> [TEKS YANG DISEDIAKAN]
┄┄┄┄┄┄┄┄┄┄┄┄┄┄┄┄┄┄┄┄

BEMAMAI bagi masyarakat suku Banjar dan Kutai di Kaltim, tentu menjadi hal yang biasa dilakukan. Khususnya para ibu-ibu yang ingin memarahi anak atau siapa pun. Bagaimana jika bemamai ada lombanya? Dalam suku kata bahasa Banjar, bemamai diartikan mengomel atau mengoceh dengan nada yang tinggi dengan menyertakan kata-kata kasar di dalamnya. Nah, bemamai pun bagi masyarakat Kutai dan Banjar rupanya menjadi perhatian, juga dikompetisikan pada beberapa momen-momen adat dan di hari kemerdekaan.

┄┄┄┄┄┄┄┄┄┄┄┄┄┄┄┄┄┄┄┄

> [TUGAS YANG DIKERJAKAN]
**A.** Menurut teks tentang bemamai, apa arti kata bemamai dalam bahasa Banjar?
**B.** Salin dengan tepat bagian teks tentang bemamai yang dimulai dari "BEMAMAI bagi masyarakat" dan berlanjut hingga "di hari kemerdekaan.".
Catatan di bawah ini berasal dari sumber yang berbeda dengan teks tentang bemamai.

┄┄┄┄┄┄┄┄┄┄┄┄┄┄┄┄┄┄┄┄

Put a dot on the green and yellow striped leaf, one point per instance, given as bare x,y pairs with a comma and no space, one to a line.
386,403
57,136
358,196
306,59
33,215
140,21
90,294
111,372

┄┄┄┄┄┄┄┄┄┄┄┄┄┄┄┄┄┄┄┄

> [JAWABAN LATIHAN]
**A.** Bemamai berarti mengomel atau mengoceh dengan nada yang tinggi sambil menyertakan kata-kata kasar.

**B.**
BEMAMAI bagi masyarakat suku Banjar dan Kutai di Kaltim, tentu menjadi hal yang biasa dilakukan. Khususnya para ibu-ibu yang ingin memarahi anak atau siapa pun. Bagaimana jika bemamai ada lombanya? Dalam suku kata bahasa Banjar, bemamai diartikan mengomel atau mengoceh dengan nada yang tinggi dengan menyertakan kata-kata kasar di dalamnya. Nah, bemamai pun bagi masyarakat Kutai dan Banjar rupanya menjadi perhatian, juga dikompetisikan pada beberapa momen-momen adat dan di hari kemerdekaan.